◆ GIVEN PROBLEM
Return each line of the dataset excerpt below verbatim, without any changes.

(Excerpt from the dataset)
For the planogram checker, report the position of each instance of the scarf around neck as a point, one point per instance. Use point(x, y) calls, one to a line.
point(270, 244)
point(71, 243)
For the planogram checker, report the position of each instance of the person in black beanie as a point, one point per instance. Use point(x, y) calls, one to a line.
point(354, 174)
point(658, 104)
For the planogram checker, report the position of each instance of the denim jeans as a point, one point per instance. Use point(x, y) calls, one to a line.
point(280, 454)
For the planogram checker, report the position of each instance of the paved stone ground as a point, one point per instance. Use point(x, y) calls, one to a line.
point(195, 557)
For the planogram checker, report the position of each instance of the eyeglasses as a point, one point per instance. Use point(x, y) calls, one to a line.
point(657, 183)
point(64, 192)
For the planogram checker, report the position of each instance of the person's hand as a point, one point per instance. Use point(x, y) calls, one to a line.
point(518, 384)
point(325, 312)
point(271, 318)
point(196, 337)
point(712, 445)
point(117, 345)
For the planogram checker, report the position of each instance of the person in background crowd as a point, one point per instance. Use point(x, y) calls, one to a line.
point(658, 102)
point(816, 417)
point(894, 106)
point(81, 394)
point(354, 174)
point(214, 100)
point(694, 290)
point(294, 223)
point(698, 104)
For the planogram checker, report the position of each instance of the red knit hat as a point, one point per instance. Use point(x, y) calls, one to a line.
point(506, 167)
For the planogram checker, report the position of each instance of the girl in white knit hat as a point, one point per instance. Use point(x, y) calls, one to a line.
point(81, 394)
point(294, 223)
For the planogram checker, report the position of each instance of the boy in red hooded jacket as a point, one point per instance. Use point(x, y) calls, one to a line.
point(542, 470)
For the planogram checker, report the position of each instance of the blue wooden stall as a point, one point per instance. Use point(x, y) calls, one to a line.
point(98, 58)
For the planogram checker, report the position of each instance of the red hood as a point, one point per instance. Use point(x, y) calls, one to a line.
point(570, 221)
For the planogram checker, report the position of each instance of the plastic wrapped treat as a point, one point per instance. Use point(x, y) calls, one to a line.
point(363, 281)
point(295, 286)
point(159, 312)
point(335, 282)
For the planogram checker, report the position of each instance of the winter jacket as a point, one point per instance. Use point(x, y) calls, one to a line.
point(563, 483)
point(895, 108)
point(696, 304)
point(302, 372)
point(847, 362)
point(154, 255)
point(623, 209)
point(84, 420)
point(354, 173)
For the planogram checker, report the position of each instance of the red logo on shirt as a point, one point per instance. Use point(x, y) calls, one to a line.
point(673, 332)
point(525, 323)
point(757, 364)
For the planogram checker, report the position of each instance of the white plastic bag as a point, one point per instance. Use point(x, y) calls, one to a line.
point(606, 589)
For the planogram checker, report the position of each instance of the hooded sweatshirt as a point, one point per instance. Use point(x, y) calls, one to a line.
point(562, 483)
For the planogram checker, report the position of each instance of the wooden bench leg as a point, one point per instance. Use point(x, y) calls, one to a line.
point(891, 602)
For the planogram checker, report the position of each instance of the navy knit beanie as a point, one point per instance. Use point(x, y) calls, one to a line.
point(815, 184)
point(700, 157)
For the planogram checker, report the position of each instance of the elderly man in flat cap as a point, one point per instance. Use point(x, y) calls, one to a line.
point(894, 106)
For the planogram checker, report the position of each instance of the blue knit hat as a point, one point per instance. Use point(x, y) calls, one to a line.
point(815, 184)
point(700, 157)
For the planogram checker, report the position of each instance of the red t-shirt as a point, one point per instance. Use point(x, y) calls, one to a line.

◆ RESULT
For the planogram checker, report the position of each instance of the scarf around neck as a point, one point per instance. Use point(x, y) calls, one to a line.
point(270, 244)
point(71, 243)
For the planogram checker, report the position of each instance of the person in black beanie as a point, one point per instance. Use point(x, y) calls, one to a line.
point(354, 174)
point(658, 104)
For the planogram checker, report the position of each instance of the denim jeans as a point, one point per instance. Use point(x, y) calls, one to a line.
point(280, 454)
For the planogram checker, report the position of each instance of the paved stone ground as a point, one point per instance. Use point(x, y) calls, one to a line.
point(195, 557)
For the planogram checker, report the position of each instance of the eyeglasses as a point, one point per instance. Use point(x, y) calls, one to a line.
point(657, 183)
point(64, 192)
For the planogram checker, report the position of each instance of the person's hand as a point, one point per instance. Use point(x, y) calls, one to a line.
point(518, 384)
point(325, 312)
point(271, 318)
point(196, 337)
point(712, 445)
point(117, 345)
For the planogram checker, report the position of each instance of the person in background crowd as a point, one point per instance. Use point(x, y) calls, one to a line.
point(658, 102)
point(816, 417)
point(894, 106)
point(81, 394)
point(354, 174)
point(214, 100)
point(694, 290)
point(294, 223)
point(698, 104)
For the planogram checker, report the position of each instance of the red knit hat as a point, one point per instance. Use point(x, y) calls, one to a line.
point(506, 167)
For the planogram checker, report the position of each instance of the girl in white knit hat as a point, one point per instance. Use point(x, y) calls, one to a line.
point(81, 394)
point(294, 223)
For the planogram checker, report the position of each instance of the boy in red hooded jacket as a point, one point per instance. Use point(x, y) calls, one to a line.
point(542, 470)
For the planogram checker, report the position of each instance of the blue wooden stall as a point, one point per instance. Use point(x, y) calls, one to a line.
point(98, 58)
For the planogram checker, report the position of each instance of the red hood as a point, one point per instance. Use point(x, y) calls, one to a line.
point(570, 221)
For the planogram checker, report the position of each instance of the plastic wrapped treat as a point, one point per instance. Use point(x, y) calls, one to a line.
point(363, 281)
point(295, 286)
point(159, 312)
point(335, 282)
For the planogram checker, report the position of each instance of the winter jacket as a point, one point per instance. Use point(x, y) calls, one to a line.
point(563, 483)
point(895, 108)
point(696, 304)
point(302, 372)
point(847, 362)
point(154, 255)
point(623, 209)
point(84, 420)
point(354, 173)
For the planogram checker, report the position of each instance of the red logo on shirt as a point, one point per instance. Use point(x, y) calls, one to a line.
point(673, 332)
point(525, 323)
point(757, 364)
For the planogram checker, report the position of each instance of the white plastic bag as a point, one point per instance. Use point(x, y) calls, one to a line.
point(606, 589)
For the planogram checker, report the position of each instance of the hooded sweatshirt as a point, one point per instance. Use point(x, y) calls, one to a line.
point(562, 483)
For the planogram checker, report the position of each instance of the wooden bench leg as a point, one point per instance. Use point(x, y) calls, one to a line.
point(891, 602)
For the planogram checker, report the position of each instance of the navy knit beanie as a point, one point per instance. Use point(x, y) calls, one to a line.
point(815, 184)
point(700, 157)
For the planogram checker, report the position of each instance of the elderly man in flat cap as a point, one point per instance. Use point(x, y) calls, one to a line.
point(894, 106)
For the planogram checker, report the position of each instance of the blue knit hat as a point, one point per instance. Use point(x, y) calls, one to a line.
point(815, 184)
point(700, 157)
For the planogram checker, report the position of each instance of the red t-shirt as a point, one point per instance. Use point(x, y) calls, one to a line.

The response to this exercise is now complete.